Natural-language object grounding data
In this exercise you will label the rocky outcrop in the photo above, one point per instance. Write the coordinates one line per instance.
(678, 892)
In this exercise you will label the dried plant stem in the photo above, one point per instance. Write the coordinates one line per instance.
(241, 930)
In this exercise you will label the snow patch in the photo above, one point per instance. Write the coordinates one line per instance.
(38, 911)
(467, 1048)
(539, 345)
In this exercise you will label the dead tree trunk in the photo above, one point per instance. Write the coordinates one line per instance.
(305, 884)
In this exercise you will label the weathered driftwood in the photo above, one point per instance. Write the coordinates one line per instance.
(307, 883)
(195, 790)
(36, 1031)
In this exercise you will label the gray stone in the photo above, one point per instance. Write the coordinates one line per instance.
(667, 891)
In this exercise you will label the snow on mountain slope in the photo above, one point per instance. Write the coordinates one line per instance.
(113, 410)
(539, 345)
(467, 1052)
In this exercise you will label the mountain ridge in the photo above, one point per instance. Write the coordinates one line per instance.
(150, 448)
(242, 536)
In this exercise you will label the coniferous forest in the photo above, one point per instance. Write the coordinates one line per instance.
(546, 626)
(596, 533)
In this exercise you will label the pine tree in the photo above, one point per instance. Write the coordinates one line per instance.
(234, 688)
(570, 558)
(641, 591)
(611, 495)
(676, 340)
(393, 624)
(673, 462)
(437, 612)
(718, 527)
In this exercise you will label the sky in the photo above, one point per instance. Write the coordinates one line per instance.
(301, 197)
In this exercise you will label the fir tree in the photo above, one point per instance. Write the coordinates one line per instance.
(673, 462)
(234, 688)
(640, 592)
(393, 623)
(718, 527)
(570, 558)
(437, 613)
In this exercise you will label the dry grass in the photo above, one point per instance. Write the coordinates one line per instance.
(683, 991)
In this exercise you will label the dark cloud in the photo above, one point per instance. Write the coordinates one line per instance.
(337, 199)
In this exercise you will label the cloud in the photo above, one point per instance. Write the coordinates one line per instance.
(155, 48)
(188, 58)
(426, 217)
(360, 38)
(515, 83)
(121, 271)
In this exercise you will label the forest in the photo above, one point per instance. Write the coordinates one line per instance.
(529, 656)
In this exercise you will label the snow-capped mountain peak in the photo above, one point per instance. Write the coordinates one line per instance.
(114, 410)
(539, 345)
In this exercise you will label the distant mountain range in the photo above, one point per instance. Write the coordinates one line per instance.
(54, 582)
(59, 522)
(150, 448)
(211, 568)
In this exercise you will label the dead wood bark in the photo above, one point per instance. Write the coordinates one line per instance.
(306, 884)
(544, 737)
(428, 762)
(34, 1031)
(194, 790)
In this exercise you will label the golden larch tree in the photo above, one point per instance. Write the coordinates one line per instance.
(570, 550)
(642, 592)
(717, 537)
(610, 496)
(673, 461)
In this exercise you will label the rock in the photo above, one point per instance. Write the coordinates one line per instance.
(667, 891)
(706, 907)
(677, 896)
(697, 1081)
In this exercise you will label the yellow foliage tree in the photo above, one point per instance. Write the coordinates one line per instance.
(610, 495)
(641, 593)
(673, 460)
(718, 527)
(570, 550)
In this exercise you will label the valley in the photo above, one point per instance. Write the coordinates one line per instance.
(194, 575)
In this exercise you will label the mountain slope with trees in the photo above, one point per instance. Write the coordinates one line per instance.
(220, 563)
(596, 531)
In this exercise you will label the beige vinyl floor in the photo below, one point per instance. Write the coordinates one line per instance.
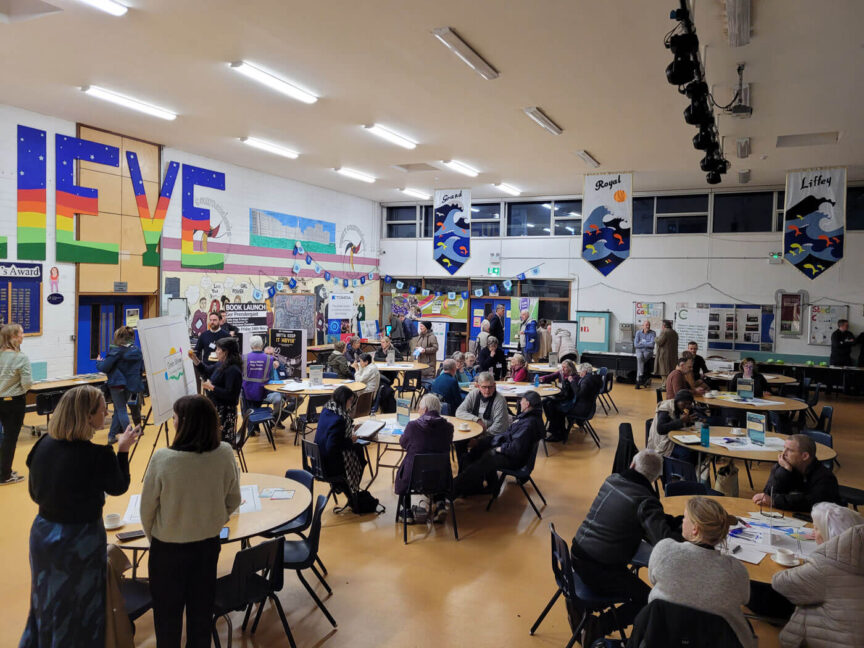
(484, 590)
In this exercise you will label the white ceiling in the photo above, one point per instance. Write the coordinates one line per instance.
(597, 68)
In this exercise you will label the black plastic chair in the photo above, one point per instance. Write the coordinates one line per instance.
(255, 577)
(432, 476)
(522, 476)
(302, 554)
(581, 601)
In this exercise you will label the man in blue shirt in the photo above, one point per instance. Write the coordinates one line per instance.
(643, 344)
(447, 387)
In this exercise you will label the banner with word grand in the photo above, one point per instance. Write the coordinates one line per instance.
(813, 224)
(607, 211)
(452, 239)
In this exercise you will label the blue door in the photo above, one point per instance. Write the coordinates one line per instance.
(98, 317)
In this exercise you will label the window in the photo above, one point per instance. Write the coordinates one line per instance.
(528, 219)
(567, 215)
(743, 212)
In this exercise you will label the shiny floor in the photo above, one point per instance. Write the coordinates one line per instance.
(484, 590)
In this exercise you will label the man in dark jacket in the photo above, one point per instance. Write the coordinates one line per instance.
(625, 511)
(512, 449)
(798, 481)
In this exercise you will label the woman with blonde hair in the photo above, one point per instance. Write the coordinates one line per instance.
(693, 574)
(69, 477)
(15, 380)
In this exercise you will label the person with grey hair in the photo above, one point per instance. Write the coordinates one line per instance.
(429, 433)
(446, 386)
(625, 511)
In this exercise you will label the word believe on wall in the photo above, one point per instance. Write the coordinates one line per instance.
(72, 199)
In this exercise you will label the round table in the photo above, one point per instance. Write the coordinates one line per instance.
(741, 507)
(242, 526)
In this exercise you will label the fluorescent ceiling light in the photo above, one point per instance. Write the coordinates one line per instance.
(465, 52)
(390, 136)
(356, 175)
(280, 85)
(461, 167)
(129, 102)
(270, 147)
(587, 158)
(542, 119)
(108, 6)
(510, 189)
(416, 193)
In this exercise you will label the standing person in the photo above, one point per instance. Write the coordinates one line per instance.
(190, 491)
(123, 364)
(667, 351)
(223, 383)
(841, 345)
(680, 570)
(69, 478)
(15, 379)
(643, 344)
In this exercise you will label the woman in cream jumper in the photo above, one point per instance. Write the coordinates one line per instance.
(695, 575)
(190, 490)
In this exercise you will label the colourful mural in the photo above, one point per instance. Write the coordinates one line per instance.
(152, 226)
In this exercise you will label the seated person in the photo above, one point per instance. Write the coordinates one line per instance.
(366, 371)
(748, 370)
(681, 570)
(799, 480)
(670, 415)
(485, 406)
(625, 511)
(511, 450)
(340, 455)
(446, 386)
(829, 587)
(427, 434)
(518, 368)
(492, 359)
(385, 348)
(337, 362)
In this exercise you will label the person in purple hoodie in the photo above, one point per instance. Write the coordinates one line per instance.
(428, 434)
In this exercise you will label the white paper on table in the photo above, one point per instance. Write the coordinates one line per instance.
(133, 511)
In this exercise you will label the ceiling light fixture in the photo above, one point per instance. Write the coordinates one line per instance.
(270, 147)
(542, 120)
(128, 102)
(355, 175)
(464, 51)
(461, 167)
(280, 85)
(108, 6)
(416, 193)
(390, 136)
(509, 189)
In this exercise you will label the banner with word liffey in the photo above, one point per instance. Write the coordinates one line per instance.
(814, 218)
(607, 211)
(451, 243)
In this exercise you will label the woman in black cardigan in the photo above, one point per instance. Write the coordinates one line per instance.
(222, 383)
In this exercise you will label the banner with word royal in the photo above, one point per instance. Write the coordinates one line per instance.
(813, 223)
(607, 209)
(452, 240)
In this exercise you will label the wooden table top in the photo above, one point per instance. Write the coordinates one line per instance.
(823, 452)
(740, 506)
(786, 404)
(474, 428)
(330, 385)
(273, 513)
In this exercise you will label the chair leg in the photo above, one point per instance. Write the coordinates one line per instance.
(545, 611)
(316, 599)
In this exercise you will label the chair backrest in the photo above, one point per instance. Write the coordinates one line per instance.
(431, 474)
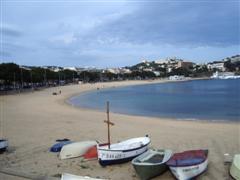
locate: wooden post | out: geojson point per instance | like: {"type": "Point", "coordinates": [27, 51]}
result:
{"type": "Point", "coordinates": [108, 125]}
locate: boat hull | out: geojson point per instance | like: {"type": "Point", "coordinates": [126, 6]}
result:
{"type": "Point", "coordinates": [189, 172]}
{"type": "Point", "coordinates": [3, 145]}
{"type": "Point", "coordinates": [116, 156]}
{"type": "Point", "coordinates": [66, 176]}
{"type": "Point", "coordinates": [148, 172]}
{"type": "Point", "coordinates": [147, 169]}
{"type": "Point", "coordinates": [235, 167]}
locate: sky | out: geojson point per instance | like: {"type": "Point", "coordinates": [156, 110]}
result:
{"type": "Point", "coordinates": [117, 33]}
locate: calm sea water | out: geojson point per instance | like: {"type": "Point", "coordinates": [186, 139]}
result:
{"type": "Point", "coordinates": [198, 99]}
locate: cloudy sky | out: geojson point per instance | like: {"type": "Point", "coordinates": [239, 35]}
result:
{"type": "Point", "coordinates": [112, 34]}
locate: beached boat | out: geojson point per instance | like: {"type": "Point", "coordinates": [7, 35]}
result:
{"type": "Point", "coordinates": [66, 176]}
{"type": "Point", "coordinates": [76, 149]}
{"type": "Point", "coordinates": [3, 145]}
{"type": "Point", "coordinates": [188, 164]}
{"type": "Point", "coordinates": [235, 167]}
{"type": "Point", "coordinates": [151, 163]}
{"type": "Point", "coordinates": [58, 146]}
{"type": "Point", "coordinates": [123, 151]}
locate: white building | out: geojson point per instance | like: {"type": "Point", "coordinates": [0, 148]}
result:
{"type": "Point", "coordinates": [219, 65]}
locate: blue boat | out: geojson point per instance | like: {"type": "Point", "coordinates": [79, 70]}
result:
{"type": "Point", "coordinates": [58, 146]}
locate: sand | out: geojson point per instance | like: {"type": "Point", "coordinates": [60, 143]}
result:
{"type": "Point", "coordinates": [33, 121]}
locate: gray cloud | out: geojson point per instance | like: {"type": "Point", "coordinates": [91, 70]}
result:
{"type": "Point", "coordinates": [10, 31]}
{"type": "Point", "coordinates": [194, 24]}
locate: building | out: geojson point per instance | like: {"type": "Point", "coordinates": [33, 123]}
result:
{"type": "Point", "coordinates": [184, 64]}
{"type": "Point", "coordinates": [216, 65]}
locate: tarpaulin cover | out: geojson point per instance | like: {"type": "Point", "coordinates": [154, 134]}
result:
{"type": "Point", "coordinates": [187, 158]}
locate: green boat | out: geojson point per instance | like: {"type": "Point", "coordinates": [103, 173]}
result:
{"type": "Point", "coordinates": [235, 167]}
{"type": "Point", "coordinates": [151, 163]}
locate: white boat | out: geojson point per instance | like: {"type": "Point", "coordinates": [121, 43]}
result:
{"type": "Point", "coordinates": [76, 149]}
{"type": "Point", "coordinates": [66, 176]}
{"type": "Point", "coordinates": [188, 164]}
{"type": "Point", "coordinates": [123, 151]}
{"type": "Point", "coordinates": [3, 145]}
{"type": "Point", "coordinates": [224, 75]}
{"type": "Point", "coordinates": [235, 167]}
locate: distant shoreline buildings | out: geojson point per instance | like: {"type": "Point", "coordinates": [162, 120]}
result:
{"type": "Point", "coordinates": [13, 76]}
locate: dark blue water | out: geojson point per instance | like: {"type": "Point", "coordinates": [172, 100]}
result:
{"type": "Point", "coordinates": [199, 99]}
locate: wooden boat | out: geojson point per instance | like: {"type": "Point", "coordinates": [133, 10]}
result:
{"type": "Point", "coordinates": [66, 176]}
{"type": "Point", "coordinates": [235, 167]}
{"type": "Point", "coordinates": [151, 163]}
{"type": "Point", "coordinates": [58, 146]}
{"type": "Point", "coordinates": [76, 149]}
{"type": "Point", "coordinates": [120, 152]}
{"type": "Point", "coordinates": [188, 164]}
{"type": "Point", "coordinates": [3, 145]}
{"type": "Point", "coordinates": [123, 151]}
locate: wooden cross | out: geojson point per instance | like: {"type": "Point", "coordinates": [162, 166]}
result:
{"type": "Point", "coordinates": [108, 124]}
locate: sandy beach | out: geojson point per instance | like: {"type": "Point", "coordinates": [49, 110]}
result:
{"type": "Point", "coordinates": [33, 121]}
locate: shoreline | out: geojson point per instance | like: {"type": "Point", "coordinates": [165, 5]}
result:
{"type": "Point", "coordinates": [33, 121]}
{"type": "Point", "coordinates": [67, 101]}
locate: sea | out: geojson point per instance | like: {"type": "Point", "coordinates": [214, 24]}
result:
{"type": "Point", "coordinates": [211, 100]}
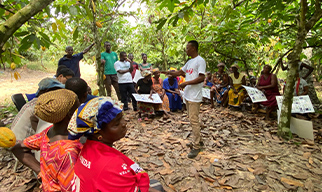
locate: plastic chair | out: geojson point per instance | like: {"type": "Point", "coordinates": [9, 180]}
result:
{"type": "Point", "coordinates": [18, 100]}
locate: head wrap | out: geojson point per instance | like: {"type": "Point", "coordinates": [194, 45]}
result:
{"type": "Point", "coordinates": [235, 65]}
{"type": "Point", "coordinates": [48, 83]}
{"type": "Point", "coordinates": [155, 70]}
{"type": "Point", "coordinates": [53, 106]}
{"type": "Point", "coordinates": [145, 73]}
{"type": "Point", "coordinates": [90, 116]}
{"type": "Point", "coordinates": [221, 65]}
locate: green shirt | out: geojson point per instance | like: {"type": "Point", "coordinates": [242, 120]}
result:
{"type": "Point", "coordinates": [110, 59]}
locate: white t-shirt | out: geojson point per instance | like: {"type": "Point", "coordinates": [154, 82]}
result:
{"type": "Point", "coordinates": [125, 77]}
{"type": "Point", "coordinates": [193, 68]}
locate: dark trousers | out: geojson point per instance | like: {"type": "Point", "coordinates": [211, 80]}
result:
{"type": "Point", "coordinates": [125, 89]}
{"type": "Point", "coordinates": [109, 81]}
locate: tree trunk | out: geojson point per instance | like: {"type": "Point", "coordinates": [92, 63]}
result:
{"type": "Point", "coordinates": [9, 27]}
{"type": "Point", "coordinates": [99, 65]}
{"type": "Point", "coordinates": [294, 57]}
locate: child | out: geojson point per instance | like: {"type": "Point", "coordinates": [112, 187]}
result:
{"type": "Point", "coordinates": [58, 154]}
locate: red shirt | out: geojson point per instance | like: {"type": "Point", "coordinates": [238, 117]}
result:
{"type": "Point", "coordinates": [103, 168]}
{"type": "Point", "coordinates": [56, 160]}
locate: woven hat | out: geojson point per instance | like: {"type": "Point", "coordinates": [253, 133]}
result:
{"type": "Point", "coordinates": [53, 106]}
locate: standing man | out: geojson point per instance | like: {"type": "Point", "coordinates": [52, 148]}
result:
{"type": "Point", "coordinates": [72, 61]}
{"type": "Point", "coordinates": [135, 65]}
{"type": "Point", "coordinates": [194, 70]}
{"type": "Point", "coordinates": [108, 58]}
{"type": "Point", "coordinates": [124, 68]}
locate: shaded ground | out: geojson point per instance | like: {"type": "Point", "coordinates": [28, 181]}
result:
{"type": "Point", "coordinates": [241, 152]}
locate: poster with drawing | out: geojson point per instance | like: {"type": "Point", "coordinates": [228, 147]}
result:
{"type": "Point", "coordinates": [145, 98]}
{"type": "Point", "coordinates": [137, 76]}
{"type": "Point", "coordinates": [301, 104]}
{"type": "Point", "coordinates": [255, 94]}
{"type": "Point", "coordinates": [206, 93]}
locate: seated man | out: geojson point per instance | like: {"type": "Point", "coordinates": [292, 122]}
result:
{"type": "Point", "coordinates": [219, 90]}
{"type": "Point", "coordinates": [58, 154]}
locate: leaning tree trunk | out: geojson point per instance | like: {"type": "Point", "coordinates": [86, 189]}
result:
{"type": "Point", "coordinates": [99, 65]}
{"type": "Point", "coordinates": [294, 57]}
{"type": "Point", "coordinates": [9, 27]}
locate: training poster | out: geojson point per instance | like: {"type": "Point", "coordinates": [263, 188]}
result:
{"type": "Point", "coordinates": [145, 98]}
{"type": "Point", "coordinates": [206, 93]}
{"type": "Point", "coordinates": [255, 94]}
{"type": "Point", "coordinates": [137, 76]}
{"type": "Point", "coordinates": [301, 104]}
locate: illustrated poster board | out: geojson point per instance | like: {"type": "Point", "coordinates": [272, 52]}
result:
{"type": "Point", "coordinates": [255, 94]}
{"type": "Point", "coordinates": [301, 104]}
{"type": "Point", "coordinates": [206, 93]}
{"type": "Point", "coordinates": [145, 98]}
{"type": "Point", "coordinates": [300, 127]}
{"type": "Point", "coordinates": [137, 76]}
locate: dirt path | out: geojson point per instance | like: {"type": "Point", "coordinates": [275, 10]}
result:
{"type": "Point", "coordinates": [30, 79]}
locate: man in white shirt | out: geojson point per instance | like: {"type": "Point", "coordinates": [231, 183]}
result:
{"type": "Point", "coordinates": [195, 70]}
{"type": "Point", "coordinates": [124, 67]}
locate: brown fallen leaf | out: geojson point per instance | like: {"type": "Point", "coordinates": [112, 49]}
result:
{"type": "Point", "coordinates": [306, 155]}
{"type": "Point", "coordinates": [292, 182]}
{"type": "Point", "coordinates": [250, 169]}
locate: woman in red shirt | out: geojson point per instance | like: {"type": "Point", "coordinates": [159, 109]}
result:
{"type": "Point", "coordinates": [100, 167]}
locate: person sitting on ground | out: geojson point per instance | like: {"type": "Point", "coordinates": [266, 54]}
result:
{"type": "Point", "coordinates": [100, 167]}
{"type": "Point", "coordinates": [25, 123]}
{"type": "Point", "coordinates": [79, 86]}
{"type": "Point", "coordinates": [301, 87]}
{"type": "Point", "coordinates": [267, 83]}
{"type": "Point", "coordinates": [144, 86]}
{"type": "Point", "coordinates": [145, 65]}
{"type": "Point", "coordinates": [158, 88]}
{"type": "Point", "coordinates": [208, 83]}
{"type": "Point", "coordinates": [220, 88]}
{"type": "Point", "coordinates": [170, 85]}
{"type": "Point", "coordinates": [236, 93]}
{"type": "Point", "coordinates": [58, 154]}
{"type": "Point", "coordinates": [72, 61]}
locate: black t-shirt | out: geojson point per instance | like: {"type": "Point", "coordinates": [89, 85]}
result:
{"type": "Point", "coordinates": [144, 88]}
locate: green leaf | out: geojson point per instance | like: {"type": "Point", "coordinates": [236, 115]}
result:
{"type": "Point", "coordinates": [27, 42]}
{"type": "Point", "coordinates": [162, 22]}
{"type": "Point", "coordinates": [23, 33]}
{"type": "Point", "coordinates": [75, 34]}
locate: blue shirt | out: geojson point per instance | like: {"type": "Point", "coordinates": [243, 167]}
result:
{"type": "Point", "coordinates": [72, 63]}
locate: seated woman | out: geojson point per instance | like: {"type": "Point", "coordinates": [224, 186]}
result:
{"type": "Point", "coordinates": [236, 93]}
{"type": "Point", "coordinates": [58, 154]}
{"type": "Point", "coordinates": [208, 83]}
{"type": "Point", "coordinates": [145, 65]}
{"type": "Point", "coordinates": [219, 90]}
{"type": "Point", "coordinates": [100, 167]}
{"type": "Point", "coordinates": [158, 88]}
{"type": "Point", "coordinates": [267, 83]}
{"type": "Point", "coordinates": [170, 85]}
{"type": "Point", "coordinates": [144, 86]}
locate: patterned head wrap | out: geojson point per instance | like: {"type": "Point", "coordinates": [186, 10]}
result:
{"type": "Point", "coordinates": [145, 73]}
{"type": "Point", "coordinates": [155, 70]}
{"type": "Point", "coordinates": [90, 116]}
{"type": "Point", "coordinates": [53, 106]}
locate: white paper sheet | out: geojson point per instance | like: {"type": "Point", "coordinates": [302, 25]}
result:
{"type": "Point", "coordinates": [145, 98]}
{"type": "Point", "coordinates": [255, 94]}
{"type": "Point", "coordinates": [301, 104]}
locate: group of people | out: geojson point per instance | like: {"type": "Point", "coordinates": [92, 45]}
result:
{"type": "Point", "coordinates": [63, 113]}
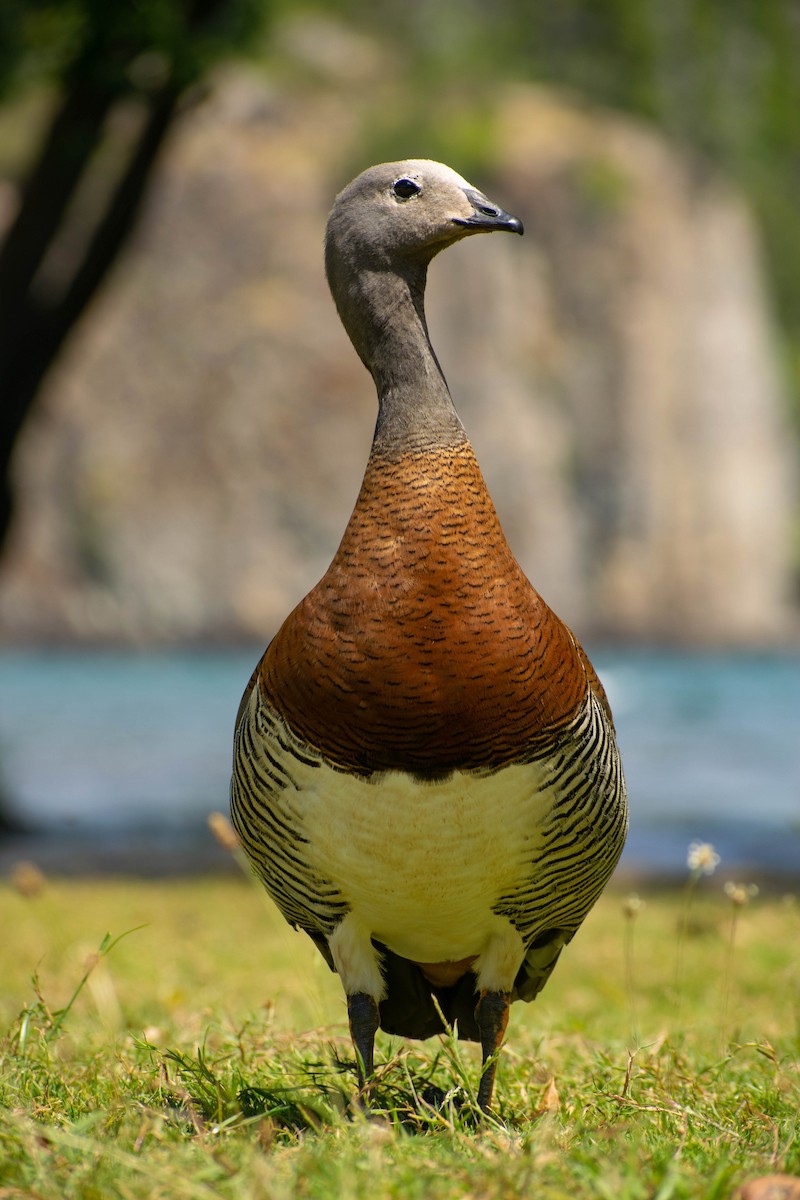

How to complete this task >>
Beginning at the line with "locate: leaning tree" and ending at the line with "locate: training poster", reproduce each line of the data above exactly, and add no other lines.

Solution below >>
locate: leaning tree trunk | out: geojson point per instance | like: {"type": "Point", "coordinates": [86, 189]}
result:
{"type": "Point", "coordinates": [99, 65]}
{"type": "Point", "coordinates": [294, 57]}
{"type": "Point", "coordinates": [9, 27]}
locate: training poster | out: geojson point per instance | like: {"type": "Point", "coordinates": [263, 188]}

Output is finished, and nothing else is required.